Records from a data collection
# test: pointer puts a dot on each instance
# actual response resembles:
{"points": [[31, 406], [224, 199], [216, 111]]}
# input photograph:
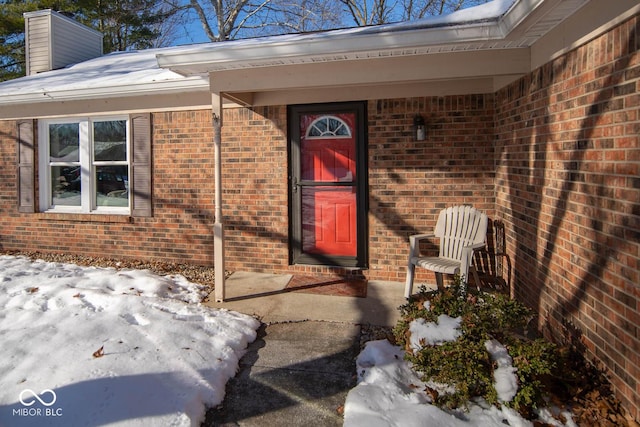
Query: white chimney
{"points": [[54, 41]]}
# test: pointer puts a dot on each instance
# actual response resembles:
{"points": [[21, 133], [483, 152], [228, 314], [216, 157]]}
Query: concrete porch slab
{"points": [[264, 296]]}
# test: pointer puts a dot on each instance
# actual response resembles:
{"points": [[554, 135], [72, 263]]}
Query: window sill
{"points": [[74, 217]]}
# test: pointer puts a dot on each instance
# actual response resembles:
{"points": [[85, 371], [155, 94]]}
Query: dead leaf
{"points": [[99, 352]]}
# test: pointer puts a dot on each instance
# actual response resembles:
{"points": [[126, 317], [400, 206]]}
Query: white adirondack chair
{"points": [[461, 230]]}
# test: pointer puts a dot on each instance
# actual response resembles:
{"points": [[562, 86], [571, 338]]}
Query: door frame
{"points": [[296, 255]]}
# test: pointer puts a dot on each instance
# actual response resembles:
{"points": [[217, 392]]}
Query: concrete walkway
{"points": [[302, 365]]}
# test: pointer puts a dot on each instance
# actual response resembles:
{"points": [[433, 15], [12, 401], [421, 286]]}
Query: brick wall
{"points": [[409, 181], [568, 188]]}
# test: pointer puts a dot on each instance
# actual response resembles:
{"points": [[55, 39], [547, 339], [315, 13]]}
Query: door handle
{"points": [[295, 184]]}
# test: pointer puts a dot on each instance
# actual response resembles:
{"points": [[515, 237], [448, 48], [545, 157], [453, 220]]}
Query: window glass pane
{"points": [[64, 142], [112, 186], [110, 140], [65, 185]]}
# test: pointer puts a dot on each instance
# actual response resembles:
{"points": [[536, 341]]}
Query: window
{"points": [[84, 165]]}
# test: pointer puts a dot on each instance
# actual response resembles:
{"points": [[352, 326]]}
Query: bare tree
{"points": [[375, 12], [230, 19]]}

■ Work instructions ■
Print the whole listing above once more, word for word, without its pictures.

■ Task result ■
# test: pointer puts a dot on each instance
# actual response resembles:
{"points": [[31, 406], [224, 199], [216, 111]]}
# input photograph:
Query: white chimney
{"points": [[54, 41]]}
# test: pointer puts a dot on each instance
# actual response resembles:
{"points": [[21, 133], [483, 152], [228, 314], [216, 157]]}
Query: concrete porch slab
{"points": [[264, 296]]}
# test: pointer puts a dot on each instance
# actual response resembles:
{"points": [[554, 135], [72, 263]]}
Query: window sill
{"points": [[74, 217]]}
# test: pointer puts a dot on each instance
# actual response resembles:
{"points": [[85, 371], [155, 94]]}
Query: dead leaf
{"points": [[99, 352]]}
# test: pointer puts a dot on each instance
# actual response resembles:
{"points": [[126, 317], [400, 206]]}
Query: white adirondack chair
{"points": [[461, 230]]}
# test: pointer puts a dot on each instance
# actual response resembles:
{"points": [[562, 86], [571, 338]]}
Query: door frame
{"points": [[296, 255]]}
# test: pointer puts a dot on each instance
# actual response resembles:
{"points": [[217, 392]]}
Query: concrete walkway
{"points": [[302, 365]]}
# test: pointer puts a dot on each instance
# actual response resembles:
{"points": [[433, 15], [12, 401], [421, 286]]}
Query: brick wall
{"points": [[409, 181], [568, 188]]}
# test: pointer puts a dot on each instance
# actual response resembles:
{"points": [[55, 39], [547, 339], [315, 13]]}
Query: door handle
{"points": [[295, 184]]}
# test: pointer puts a dot on each instance
# actual response resembles:
{"points": [[515, 237], [448, 48], [545, 157], [453, 220]]}
Query: window glass pane
{"points": [[64, 142], [112, 186], [110, 140], [65, 185]]}
# test: pointer puts a dot on each instance
# actual response resembles:
{"points": [[536, 341]]}
Query: window
{"points": [[84, 165]]}
# test: pointer puts a dot on each instance
# actual response resembles:
{"points": [[352, 326]]}
Query: bare tree
{"points": [[375, 12], [230, 19]]}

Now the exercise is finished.